— start DATASET RECORDS —

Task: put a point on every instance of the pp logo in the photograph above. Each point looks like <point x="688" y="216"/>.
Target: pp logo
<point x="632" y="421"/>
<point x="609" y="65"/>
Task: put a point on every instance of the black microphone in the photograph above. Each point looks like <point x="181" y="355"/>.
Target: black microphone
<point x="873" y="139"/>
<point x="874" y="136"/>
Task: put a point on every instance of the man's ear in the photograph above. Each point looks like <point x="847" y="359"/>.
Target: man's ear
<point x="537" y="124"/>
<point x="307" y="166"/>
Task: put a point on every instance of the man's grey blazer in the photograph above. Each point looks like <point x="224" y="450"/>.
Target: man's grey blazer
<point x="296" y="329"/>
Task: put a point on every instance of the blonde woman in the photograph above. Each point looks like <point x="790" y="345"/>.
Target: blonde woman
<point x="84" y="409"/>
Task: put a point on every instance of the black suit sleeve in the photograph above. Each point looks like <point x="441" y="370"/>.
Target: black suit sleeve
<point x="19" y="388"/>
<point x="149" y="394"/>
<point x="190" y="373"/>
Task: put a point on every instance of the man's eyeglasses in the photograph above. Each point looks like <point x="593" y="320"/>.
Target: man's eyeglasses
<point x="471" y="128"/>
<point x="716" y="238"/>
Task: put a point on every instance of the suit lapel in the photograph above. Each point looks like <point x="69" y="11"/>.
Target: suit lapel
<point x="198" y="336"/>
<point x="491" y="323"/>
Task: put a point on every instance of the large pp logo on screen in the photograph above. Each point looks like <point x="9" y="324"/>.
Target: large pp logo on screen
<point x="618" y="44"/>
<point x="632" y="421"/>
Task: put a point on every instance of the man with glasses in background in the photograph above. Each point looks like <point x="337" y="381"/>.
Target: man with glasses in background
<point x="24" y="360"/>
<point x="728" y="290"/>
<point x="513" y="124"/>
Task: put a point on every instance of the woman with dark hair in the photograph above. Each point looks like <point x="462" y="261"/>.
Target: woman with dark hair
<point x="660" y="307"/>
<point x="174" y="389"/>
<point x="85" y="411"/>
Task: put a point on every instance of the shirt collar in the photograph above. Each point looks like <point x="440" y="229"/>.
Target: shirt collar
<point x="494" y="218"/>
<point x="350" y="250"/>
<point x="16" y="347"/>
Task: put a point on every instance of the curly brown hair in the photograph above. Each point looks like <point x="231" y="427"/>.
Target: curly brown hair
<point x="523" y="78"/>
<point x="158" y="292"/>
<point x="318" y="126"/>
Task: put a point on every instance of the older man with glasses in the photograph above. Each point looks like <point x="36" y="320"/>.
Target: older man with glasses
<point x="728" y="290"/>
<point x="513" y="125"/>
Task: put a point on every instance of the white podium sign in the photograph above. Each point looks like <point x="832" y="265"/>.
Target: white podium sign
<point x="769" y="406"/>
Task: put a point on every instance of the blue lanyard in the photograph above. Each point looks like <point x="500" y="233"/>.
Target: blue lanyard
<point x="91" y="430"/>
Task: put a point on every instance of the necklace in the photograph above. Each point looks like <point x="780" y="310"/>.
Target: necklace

— end DATASET RECORDS —

AIM
Write out only what runs from the line holding "Task: put a point on every instance of the shirt" through the last line of the records, exactly as shown.

REPLY
Task: put a point on every instance of the shirt collar in the photograph above. Each point looks like <point x="440" y="229"/>.
Target: shirt collar
<point x="494" y="218"/>
<point x="350" y="250"/>
<point x="16" y="347"/>
Task: put a point on every instance of the curly brown hair in the photograph above. Each point looks like <point x="231" y="427"/>.
Target: curly brown hair
<point x="523" y="78"/>
<point x="158" y="292"/>
<point x="318" y="126"/>
Task: put a point on every instance of the older man with glasses in the photograph above. Each point looks like <point x="36" y="320"/>.
Target: older man with glasses
<point x="728" y="290"/>
<point x="513" y="125"/>
Task: put a point on every instance of the white podium sign in the photograph above. Each point looks like <point x="832" y="265"/>.
Target: white podium sign
<point x="769" y="406"/>
Task: put a point on every instance of the blue lanyard in the photograph above. Each point looks like <point x="500" y="233"/>.
Target: blue lanyard
<point x="91" y="430"/>
Task: put a point on every instance of the necklace in the photograph above. Each point looks like <point x="780" y="310"/>.
Target: necklace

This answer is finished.